Named-object pointing records

<<<<

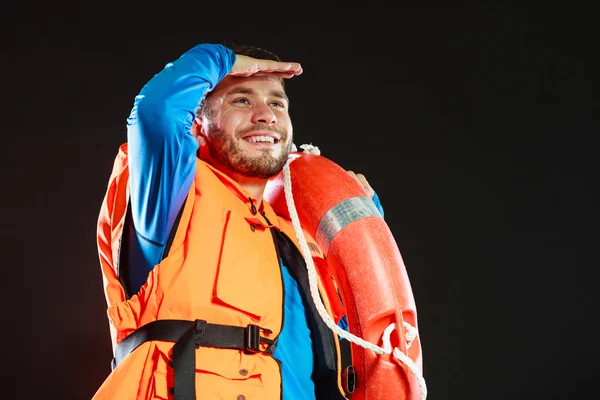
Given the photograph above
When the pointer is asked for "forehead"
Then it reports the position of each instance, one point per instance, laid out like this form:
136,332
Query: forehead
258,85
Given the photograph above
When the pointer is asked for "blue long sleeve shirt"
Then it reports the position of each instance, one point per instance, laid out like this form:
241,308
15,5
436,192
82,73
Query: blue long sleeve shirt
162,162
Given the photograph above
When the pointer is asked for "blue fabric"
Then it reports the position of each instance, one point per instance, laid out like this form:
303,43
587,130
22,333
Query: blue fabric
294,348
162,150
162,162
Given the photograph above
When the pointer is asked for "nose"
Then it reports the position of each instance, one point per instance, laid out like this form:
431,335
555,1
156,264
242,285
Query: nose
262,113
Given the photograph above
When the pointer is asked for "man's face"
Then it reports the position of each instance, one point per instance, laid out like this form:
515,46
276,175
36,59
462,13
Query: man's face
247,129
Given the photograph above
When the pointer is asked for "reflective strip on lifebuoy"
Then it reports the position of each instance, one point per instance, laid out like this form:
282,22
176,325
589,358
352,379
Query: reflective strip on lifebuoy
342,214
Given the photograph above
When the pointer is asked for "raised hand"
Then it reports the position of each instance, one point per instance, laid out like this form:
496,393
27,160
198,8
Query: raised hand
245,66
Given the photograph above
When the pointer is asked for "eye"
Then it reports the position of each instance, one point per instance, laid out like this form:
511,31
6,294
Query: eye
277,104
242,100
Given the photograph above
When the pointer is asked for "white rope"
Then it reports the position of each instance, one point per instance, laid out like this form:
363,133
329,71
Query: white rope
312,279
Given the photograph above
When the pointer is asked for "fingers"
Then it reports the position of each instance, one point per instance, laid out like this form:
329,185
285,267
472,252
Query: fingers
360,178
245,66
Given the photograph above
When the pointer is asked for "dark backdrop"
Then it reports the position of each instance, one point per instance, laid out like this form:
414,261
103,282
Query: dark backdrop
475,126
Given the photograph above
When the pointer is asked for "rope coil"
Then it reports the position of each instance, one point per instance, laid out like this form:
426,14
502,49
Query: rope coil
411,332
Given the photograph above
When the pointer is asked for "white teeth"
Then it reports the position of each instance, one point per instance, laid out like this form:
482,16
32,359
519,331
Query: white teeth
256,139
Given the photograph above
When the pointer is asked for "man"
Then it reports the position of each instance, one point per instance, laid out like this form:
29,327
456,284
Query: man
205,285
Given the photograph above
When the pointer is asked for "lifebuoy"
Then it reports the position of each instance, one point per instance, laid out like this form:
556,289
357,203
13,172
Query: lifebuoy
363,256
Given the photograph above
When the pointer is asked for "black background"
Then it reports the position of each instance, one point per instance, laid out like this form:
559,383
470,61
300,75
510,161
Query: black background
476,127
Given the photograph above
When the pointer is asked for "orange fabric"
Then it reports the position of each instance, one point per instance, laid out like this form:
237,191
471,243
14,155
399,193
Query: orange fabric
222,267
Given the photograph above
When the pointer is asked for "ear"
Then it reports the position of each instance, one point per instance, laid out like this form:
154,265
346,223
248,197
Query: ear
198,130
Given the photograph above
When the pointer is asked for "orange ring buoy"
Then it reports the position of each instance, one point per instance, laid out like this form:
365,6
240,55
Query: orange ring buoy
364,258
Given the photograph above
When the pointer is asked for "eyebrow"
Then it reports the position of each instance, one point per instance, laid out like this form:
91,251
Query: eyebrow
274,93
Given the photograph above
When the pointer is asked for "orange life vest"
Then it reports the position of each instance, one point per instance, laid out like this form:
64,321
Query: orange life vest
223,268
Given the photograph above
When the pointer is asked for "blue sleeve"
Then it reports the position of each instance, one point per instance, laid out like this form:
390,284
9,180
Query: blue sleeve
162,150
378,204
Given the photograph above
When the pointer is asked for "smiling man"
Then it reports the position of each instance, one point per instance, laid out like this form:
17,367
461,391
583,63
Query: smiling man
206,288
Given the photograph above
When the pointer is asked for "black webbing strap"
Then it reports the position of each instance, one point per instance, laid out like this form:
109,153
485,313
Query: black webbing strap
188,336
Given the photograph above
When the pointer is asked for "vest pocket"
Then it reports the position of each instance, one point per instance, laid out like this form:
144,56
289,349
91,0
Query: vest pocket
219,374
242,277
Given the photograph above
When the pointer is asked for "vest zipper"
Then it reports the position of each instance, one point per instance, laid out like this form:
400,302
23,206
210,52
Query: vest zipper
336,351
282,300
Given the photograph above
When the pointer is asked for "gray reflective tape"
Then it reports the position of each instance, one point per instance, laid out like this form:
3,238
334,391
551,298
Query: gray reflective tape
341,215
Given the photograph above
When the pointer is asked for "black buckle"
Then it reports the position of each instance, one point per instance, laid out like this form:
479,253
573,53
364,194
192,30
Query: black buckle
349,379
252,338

>>>>
<<<<

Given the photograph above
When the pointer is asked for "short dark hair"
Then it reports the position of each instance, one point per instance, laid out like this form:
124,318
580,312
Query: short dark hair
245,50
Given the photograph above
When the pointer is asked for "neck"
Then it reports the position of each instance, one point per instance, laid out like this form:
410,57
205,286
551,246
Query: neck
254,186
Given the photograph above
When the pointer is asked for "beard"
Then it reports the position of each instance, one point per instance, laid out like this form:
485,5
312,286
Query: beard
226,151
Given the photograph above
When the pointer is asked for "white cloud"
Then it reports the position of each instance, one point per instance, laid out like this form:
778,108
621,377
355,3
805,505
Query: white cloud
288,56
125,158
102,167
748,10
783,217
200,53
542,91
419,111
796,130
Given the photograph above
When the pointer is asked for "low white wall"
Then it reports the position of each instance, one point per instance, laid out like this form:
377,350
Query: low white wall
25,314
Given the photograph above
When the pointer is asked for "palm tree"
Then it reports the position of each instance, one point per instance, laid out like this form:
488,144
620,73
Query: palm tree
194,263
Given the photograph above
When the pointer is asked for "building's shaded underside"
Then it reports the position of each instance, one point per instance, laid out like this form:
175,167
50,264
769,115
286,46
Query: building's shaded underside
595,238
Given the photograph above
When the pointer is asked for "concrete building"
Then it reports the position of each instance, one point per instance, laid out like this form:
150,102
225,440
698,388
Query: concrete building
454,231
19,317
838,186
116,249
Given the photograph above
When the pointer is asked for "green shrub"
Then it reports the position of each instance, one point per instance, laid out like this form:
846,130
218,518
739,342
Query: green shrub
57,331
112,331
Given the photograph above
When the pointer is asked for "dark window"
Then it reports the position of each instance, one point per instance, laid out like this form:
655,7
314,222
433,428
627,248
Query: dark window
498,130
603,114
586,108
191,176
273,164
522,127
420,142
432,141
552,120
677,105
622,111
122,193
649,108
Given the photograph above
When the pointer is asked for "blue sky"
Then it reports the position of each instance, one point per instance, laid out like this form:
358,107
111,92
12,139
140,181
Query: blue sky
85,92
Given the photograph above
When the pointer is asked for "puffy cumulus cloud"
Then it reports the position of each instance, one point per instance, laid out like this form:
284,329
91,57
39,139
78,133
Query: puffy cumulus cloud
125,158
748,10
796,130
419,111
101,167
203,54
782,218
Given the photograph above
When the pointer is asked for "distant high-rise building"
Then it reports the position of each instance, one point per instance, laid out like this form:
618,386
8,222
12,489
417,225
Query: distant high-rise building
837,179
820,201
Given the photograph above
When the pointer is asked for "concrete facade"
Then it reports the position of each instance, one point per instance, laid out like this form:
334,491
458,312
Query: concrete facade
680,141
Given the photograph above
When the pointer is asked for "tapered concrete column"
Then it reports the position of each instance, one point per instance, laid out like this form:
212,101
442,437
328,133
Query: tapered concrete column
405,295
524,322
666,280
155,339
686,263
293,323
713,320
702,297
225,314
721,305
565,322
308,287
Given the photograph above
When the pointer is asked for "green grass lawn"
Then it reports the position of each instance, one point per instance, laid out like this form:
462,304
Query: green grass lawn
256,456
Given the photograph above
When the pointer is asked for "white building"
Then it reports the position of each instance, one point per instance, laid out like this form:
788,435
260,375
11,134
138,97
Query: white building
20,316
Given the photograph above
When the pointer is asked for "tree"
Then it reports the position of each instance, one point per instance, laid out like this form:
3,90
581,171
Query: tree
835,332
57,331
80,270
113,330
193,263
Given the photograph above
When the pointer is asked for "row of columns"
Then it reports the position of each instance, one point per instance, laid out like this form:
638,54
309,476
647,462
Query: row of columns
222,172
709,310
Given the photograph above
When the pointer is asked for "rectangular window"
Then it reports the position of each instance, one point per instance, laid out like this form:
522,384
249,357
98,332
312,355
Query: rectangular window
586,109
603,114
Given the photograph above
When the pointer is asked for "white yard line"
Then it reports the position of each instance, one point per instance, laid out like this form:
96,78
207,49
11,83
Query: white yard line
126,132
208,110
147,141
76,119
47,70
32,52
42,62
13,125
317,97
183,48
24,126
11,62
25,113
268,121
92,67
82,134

>>>>
<<<<

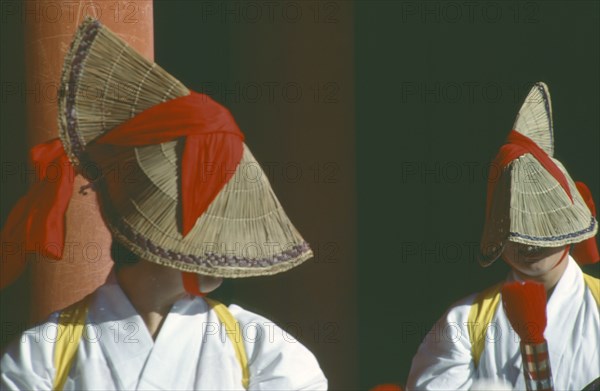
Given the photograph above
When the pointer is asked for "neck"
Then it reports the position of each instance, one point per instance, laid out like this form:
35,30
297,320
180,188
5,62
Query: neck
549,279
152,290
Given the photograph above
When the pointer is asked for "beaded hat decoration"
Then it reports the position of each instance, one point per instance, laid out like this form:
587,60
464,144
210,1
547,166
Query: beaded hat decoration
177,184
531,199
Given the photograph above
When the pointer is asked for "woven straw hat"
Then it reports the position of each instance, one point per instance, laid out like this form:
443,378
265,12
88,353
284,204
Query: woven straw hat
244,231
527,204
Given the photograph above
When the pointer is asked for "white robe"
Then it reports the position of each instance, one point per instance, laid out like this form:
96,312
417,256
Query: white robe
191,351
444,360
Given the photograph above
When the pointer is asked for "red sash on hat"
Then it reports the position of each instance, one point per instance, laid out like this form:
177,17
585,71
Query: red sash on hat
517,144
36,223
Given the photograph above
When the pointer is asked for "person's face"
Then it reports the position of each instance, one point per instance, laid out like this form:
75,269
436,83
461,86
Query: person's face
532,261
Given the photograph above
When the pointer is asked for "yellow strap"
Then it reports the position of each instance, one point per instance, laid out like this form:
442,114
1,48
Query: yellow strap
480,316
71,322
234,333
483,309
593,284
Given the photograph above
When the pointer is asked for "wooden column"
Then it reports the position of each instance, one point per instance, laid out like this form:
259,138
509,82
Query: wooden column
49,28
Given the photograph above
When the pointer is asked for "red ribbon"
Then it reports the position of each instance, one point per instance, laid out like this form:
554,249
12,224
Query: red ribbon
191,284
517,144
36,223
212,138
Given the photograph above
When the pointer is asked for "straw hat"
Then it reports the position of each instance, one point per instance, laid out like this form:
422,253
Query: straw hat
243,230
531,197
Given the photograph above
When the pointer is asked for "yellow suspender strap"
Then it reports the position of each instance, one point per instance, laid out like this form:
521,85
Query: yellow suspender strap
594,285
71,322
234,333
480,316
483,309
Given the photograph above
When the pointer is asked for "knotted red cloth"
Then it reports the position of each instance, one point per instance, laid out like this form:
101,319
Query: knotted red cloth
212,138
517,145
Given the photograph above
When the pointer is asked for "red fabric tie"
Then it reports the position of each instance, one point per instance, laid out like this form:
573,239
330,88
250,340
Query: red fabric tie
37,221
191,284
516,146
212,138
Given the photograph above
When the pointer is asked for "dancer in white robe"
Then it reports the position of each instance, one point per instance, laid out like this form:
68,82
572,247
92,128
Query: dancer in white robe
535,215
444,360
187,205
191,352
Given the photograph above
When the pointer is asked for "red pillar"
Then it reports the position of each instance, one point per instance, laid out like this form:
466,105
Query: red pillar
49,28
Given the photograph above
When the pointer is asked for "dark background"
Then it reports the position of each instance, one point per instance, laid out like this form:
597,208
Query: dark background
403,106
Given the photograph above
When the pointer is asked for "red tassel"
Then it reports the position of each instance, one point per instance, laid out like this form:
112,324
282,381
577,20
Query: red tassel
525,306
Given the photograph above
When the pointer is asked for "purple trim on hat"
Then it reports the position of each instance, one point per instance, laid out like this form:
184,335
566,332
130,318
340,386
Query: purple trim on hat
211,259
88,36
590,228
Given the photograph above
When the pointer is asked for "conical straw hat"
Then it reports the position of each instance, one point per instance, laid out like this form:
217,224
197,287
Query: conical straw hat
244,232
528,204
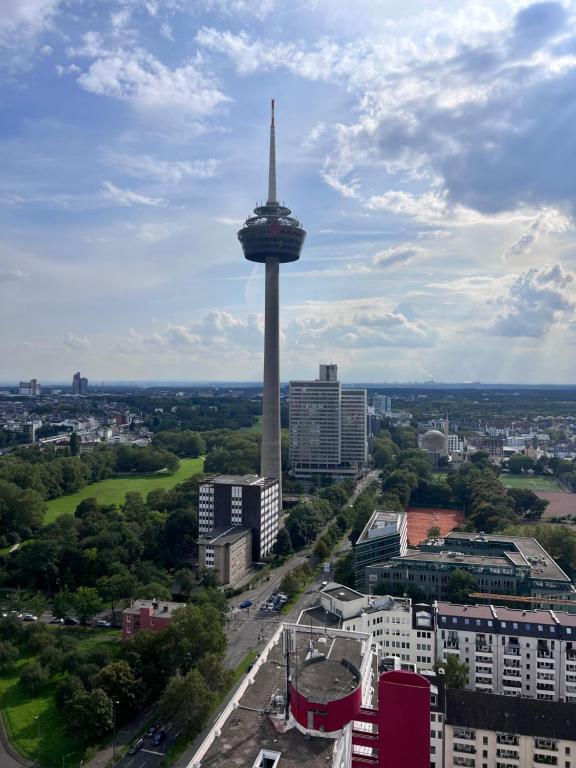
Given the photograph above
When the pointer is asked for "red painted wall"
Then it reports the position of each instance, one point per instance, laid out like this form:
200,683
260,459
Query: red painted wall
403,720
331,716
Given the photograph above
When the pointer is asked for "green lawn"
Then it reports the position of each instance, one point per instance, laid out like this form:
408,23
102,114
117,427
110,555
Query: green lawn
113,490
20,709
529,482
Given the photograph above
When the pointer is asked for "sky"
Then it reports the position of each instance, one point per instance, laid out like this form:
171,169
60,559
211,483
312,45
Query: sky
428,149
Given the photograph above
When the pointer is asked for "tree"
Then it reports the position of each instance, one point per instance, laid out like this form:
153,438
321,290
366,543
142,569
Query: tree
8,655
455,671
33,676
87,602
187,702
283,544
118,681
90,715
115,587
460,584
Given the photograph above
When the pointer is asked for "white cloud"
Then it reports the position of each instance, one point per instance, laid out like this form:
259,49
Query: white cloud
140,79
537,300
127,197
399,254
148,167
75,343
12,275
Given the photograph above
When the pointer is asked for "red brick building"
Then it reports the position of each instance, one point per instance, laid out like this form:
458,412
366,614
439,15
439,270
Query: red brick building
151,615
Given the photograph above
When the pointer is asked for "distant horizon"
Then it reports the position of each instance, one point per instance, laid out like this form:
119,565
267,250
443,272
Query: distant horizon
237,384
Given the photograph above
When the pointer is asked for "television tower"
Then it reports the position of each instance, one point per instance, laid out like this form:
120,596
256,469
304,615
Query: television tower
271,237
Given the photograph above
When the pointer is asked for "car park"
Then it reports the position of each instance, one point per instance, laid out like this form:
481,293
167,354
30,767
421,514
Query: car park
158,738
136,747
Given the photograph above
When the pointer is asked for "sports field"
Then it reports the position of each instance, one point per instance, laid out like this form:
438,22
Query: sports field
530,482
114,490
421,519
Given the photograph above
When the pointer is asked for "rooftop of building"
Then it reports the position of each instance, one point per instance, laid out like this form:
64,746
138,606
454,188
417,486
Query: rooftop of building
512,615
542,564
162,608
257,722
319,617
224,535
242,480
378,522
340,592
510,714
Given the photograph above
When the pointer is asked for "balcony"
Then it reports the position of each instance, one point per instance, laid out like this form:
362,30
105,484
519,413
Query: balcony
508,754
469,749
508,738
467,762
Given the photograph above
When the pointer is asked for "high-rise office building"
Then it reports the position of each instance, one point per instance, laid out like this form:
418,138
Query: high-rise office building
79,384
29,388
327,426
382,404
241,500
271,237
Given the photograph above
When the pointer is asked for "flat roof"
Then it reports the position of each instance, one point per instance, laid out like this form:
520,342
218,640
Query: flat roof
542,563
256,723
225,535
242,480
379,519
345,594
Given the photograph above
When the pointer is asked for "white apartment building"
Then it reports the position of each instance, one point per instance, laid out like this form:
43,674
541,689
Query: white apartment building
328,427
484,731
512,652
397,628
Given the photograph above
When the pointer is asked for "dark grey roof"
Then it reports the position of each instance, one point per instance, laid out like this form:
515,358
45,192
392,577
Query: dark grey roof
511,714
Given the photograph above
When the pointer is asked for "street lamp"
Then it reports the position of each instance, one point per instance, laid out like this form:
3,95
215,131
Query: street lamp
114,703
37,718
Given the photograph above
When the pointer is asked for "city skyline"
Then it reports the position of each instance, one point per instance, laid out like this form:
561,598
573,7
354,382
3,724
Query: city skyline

>>>>

(PROMPT) Extract every line of the material above that contains the word "green".

(RESPONSE)
When the pointer is asked for "green shrub"
Query: green shrub
When the pointer is asked for "green grass lawn"
Query: green grass lawn
When the pointer is asked for "green lawn"
Query: green lawn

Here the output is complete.